— Source extract —
################
Welcome to Grenfell’s Portal for Virtual Learning!

Grenfell Campus offers a range of courses that can be taken virtually. These online, remote and flexible courses offer students greater flexibility to complete their degrees and facilitate access for learners who are not currently enrolled in a degree program. 

VirtualGC showcases Grenfell’s 21 undergraduate courses that are available in Winter 2024 along with highlights and tips for learners about the virtual course experience.

Online courses are delivered through the Centre for Innovation in Teaching and Learning (CITL), while remote courses are delivered at scheduled dates and times (synchronously), with no fixed dates and times (asynchronously), or through a mix of the two. Flexible courses offer classes in-person, with students able to participate online at the same time (synchronously).

For undergraduate course registration, click here. Non-degree learners are invited to start here.
################
— Point labeling listing —
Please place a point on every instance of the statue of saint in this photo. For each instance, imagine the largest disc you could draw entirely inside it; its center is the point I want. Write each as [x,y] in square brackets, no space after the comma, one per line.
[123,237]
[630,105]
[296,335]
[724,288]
################
— Directions for this task —
According to the Grenfell virtual learning page, how many undergraduate courses does VirtualGC showcase for Winter 2024?

— Result of this exercise —
21 undergraduate courses.